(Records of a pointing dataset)
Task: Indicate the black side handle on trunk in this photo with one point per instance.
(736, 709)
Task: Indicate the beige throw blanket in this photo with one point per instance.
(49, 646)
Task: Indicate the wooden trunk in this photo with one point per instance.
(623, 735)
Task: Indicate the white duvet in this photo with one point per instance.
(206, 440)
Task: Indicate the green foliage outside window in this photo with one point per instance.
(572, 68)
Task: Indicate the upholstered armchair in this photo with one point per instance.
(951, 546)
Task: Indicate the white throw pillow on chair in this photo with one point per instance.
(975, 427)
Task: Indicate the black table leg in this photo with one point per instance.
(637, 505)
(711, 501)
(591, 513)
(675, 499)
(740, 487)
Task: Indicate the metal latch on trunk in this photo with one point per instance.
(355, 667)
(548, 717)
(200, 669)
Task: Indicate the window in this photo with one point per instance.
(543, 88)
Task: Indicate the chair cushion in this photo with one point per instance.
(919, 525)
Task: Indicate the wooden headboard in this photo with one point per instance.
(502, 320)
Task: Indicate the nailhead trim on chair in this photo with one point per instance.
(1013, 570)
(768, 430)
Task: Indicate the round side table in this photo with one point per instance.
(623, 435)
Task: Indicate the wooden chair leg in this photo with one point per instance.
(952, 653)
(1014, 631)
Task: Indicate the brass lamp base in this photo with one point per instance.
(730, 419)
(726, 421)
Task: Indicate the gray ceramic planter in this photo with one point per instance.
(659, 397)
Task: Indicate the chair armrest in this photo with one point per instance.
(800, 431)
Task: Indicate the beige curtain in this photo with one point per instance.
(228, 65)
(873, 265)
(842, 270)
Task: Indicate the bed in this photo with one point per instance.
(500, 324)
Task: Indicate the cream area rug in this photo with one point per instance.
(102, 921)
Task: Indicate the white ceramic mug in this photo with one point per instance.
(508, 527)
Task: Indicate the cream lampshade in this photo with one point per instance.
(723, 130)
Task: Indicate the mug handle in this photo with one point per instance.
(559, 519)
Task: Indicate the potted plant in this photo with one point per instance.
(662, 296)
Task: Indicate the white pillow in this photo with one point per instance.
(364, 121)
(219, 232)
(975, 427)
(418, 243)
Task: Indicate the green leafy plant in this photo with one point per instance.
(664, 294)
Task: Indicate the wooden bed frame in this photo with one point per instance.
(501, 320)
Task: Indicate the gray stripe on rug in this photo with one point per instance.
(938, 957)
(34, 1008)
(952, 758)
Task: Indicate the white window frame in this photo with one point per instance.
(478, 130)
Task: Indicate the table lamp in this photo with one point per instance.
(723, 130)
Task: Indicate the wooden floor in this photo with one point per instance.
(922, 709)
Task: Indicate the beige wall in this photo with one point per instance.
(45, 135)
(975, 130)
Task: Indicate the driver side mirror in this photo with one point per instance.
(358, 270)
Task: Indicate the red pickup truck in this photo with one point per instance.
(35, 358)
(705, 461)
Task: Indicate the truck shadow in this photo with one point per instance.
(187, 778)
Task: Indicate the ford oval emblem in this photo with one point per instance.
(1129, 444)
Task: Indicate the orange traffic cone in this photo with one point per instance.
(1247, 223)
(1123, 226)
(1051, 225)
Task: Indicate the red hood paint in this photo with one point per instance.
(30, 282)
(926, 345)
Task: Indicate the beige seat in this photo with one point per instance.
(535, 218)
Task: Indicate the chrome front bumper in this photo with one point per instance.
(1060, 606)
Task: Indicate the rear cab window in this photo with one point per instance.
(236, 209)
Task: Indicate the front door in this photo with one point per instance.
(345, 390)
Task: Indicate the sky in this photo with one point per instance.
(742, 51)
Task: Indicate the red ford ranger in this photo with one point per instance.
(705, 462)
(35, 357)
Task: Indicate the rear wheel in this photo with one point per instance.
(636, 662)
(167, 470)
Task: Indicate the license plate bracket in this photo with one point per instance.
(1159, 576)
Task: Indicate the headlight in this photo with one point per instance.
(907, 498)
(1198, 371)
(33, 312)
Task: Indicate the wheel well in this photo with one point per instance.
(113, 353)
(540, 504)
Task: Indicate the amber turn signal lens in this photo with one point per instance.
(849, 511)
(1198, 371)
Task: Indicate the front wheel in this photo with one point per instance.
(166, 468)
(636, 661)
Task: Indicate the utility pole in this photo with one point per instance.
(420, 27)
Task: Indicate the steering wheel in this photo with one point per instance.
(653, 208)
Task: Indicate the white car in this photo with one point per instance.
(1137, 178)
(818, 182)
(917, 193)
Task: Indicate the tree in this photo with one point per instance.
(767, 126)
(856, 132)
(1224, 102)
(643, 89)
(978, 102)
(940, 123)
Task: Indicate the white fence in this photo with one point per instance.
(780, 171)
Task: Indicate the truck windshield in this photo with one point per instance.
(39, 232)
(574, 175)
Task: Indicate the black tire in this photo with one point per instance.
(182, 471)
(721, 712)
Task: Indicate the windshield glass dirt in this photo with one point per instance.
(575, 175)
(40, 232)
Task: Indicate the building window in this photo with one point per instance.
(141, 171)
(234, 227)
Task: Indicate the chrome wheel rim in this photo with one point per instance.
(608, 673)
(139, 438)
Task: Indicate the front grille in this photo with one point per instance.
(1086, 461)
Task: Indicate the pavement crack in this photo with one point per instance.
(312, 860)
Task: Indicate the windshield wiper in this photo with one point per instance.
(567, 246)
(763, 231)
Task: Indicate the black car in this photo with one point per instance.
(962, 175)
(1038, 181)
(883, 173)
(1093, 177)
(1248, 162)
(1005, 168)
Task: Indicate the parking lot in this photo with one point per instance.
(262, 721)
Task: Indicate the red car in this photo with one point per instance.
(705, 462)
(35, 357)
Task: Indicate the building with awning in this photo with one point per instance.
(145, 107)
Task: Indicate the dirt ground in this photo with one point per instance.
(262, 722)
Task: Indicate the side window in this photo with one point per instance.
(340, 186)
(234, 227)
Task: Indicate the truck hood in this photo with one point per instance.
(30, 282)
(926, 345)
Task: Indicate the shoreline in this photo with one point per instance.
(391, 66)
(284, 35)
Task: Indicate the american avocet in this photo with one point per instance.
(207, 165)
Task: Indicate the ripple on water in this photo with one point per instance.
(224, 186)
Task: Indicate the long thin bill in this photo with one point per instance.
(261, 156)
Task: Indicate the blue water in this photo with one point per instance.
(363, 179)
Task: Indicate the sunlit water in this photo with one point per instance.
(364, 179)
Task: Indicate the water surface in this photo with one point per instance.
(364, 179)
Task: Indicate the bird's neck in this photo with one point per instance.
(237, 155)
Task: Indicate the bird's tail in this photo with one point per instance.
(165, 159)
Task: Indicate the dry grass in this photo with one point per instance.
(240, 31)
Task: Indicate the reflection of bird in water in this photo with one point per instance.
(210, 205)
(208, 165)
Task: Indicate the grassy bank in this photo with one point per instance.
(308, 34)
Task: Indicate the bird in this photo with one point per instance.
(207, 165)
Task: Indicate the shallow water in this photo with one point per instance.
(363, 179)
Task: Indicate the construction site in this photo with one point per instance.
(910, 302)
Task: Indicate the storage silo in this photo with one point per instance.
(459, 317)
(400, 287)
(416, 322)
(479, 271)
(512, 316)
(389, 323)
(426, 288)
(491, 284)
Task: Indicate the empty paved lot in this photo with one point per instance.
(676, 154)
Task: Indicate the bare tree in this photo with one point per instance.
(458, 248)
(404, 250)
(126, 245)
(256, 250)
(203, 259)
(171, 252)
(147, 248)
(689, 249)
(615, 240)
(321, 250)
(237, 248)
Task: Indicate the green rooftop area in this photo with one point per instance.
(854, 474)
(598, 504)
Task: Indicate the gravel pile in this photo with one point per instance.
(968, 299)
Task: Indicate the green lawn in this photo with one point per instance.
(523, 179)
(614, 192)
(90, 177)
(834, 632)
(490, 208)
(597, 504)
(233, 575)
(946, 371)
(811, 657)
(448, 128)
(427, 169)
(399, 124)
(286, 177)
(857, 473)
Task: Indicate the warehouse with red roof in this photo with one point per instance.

** EXERCISE GOAL **
Retype everything in the entries above, from the line that contains "Task: Indicate the empty" down through the end of the entries, with both ends included.

** RESULT **
Task: Indicate the empty paved lot in this photo with one point per instance.
(676, 154)
Task: Indicate the bare tree in this photo with one point per instance.
(458, 248)
(404, 250)
(126, 245)
(256, 250)
(203, 259)
(171, 252)
(147, 248)
(689, 249)
(615, 240)
(321, 250)
(237, 248)
Task: Indicate the green rooftop area in this photo with one point per instance.
(854, 474)
(598, 504)
Task: Indicate the gravel pile in this photo with one point per instance.
(968, 299)
Task: Indicate the green lawn in this photo with one point per instance.
(523, 179)
(614, 192)
(90, 177)
(834, 632)
(490, 208)
(597, 504)
(233, 575)
(946, 371)
(811, 657)
(448, 128)
(427, 169)
(399, 124)
(286, 177)
(857, 473)
Task: Indicate the warehouse with red roof in this photo with one point per instance.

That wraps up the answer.